13. The Borrower and the Lenders hereby agree that the Pain
Acquisition and the Bay Area Acquisition may be effected as Permitted
Acquisitions subject to the terms, conditions and requirements of Section 8.16
of the Credit Agreement, except that (I) clause (vi) of Section 8.16(a) of the
Credit Agreement shall be determined without regard to, and shall not apply to,
the Pain Acquisition or the Bay Area Acquisition, so long as the aggregate
consideration paid in connection with the Pain Acquisition and the Bay Area
Acquisition (determined as provided in said clause (vi)) does not exceed
$18,000,000 and $6,000,000, respectively and (II) in the case of the Bay Area
Acquisition, same may not be consummated after March 31, 2005.
14. Section 8 of the Credit Agreement is hereby amended by inserting
the following new Section 8.18:
"8.18 MORTGAGE AMENDMENTS. Within 45 days following the First
Amendment Effective Date (unless otherwise agreed by the Collateral
Agent), the Borrower shall have delivered to the Collateral Agent, or
caused to be delivered to the Collateral Agent, (x) fully executed
counterparts of amendments (the "Mortgage Amendments"), in form and
substance satisfactory to the Administrative Agent, to each of the
Mortgages, together with evidence that counterparts of each of the
Mortgage Amendments have been delivered to the title company insuring
the Lien on the Mortgages for recording in all places to the extent
necessary or desirable, in the judgment of the Collateral Agent,
effectively to maintain a valid and enforceable first priority
mortgage lien on the Mortgaged Properties in favor of the Collateral
Agent for the benefit of the Secured Creditors and (y) either
endorsements to the existing Mortgage Policies or new Mortgage
Policies assuring the Collateral Agent that each Mortgage is a valid
and enforceable first priority mortgage lien on the respective
Mortgaged Properties, free and clear of all defects and encumbrances
except Permitted Encumbrances.".

_Exercise task_
Reproduce, word for word, the passage of the credit agreement amendment starting with "13. The Borrower" and going on through "March 31, 2005.".

_Entries_

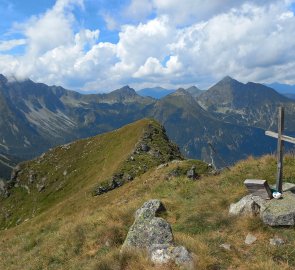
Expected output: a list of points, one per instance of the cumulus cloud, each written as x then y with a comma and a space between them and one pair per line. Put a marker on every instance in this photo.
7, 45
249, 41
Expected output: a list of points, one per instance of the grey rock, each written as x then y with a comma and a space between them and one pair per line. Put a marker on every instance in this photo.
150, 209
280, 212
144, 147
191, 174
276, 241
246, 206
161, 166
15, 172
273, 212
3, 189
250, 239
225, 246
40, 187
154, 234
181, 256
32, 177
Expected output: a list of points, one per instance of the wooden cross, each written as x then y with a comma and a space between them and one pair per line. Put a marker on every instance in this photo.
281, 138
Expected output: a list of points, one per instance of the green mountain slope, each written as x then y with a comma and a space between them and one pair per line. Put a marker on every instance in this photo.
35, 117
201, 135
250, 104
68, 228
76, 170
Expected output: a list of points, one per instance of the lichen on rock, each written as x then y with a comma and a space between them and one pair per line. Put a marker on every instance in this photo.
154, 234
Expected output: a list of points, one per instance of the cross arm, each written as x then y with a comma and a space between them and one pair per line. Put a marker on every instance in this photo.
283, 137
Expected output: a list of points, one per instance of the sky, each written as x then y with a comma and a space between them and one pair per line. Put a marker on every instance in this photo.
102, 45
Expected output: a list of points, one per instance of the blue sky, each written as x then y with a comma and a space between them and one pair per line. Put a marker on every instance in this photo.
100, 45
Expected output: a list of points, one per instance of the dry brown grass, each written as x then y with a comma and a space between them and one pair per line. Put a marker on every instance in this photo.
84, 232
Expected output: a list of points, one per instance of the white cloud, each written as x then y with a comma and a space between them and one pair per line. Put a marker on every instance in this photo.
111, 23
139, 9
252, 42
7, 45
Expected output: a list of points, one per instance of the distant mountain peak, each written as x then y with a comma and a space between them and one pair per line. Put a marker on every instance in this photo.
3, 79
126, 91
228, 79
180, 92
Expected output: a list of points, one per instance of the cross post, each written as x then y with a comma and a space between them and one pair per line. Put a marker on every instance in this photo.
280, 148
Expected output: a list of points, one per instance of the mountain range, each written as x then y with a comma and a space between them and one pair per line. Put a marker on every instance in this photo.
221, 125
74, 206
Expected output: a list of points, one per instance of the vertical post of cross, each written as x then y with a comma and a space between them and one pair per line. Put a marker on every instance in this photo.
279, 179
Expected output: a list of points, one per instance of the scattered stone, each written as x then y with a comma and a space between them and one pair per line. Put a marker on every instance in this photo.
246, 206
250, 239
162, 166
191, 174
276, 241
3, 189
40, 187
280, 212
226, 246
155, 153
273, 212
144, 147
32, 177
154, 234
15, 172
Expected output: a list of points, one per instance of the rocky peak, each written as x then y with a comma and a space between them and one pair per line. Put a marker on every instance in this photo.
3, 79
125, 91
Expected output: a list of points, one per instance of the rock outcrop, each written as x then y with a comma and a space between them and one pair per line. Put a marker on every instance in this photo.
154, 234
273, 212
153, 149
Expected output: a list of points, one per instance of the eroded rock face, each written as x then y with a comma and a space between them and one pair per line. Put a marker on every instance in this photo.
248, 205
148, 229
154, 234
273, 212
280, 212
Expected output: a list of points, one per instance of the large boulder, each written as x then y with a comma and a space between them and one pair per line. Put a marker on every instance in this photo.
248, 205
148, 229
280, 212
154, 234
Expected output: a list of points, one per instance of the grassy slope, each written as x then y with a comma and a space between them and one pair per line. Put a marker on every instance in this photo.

_Problem solution_
13. The Borrower and the Lenders hereby agree that the Pain
Acquisition and the Bay Area Acquisition may be effected as Permitted
Acquisitions subject to the terms, conditions and requirements of Section 8.16
of the Credit Agreement, except that (I) clause (vi) of Section 8.16(a) of the
Credit Agreement shall be determined without regard to, and shall not apply to,
the Pain Acquisition or the Bay Area Acquisition, so long as the aggregate
consideration paid in connection with the Pain Acquisition and the Bay Area
Acquisition (determined as provided in said clause (vi)) does not exceed
$18,000,000 and $6,000,000, respectively and (II) in the case of the Bay Area
Acquisition, same may not be consummated after March 31, 2005.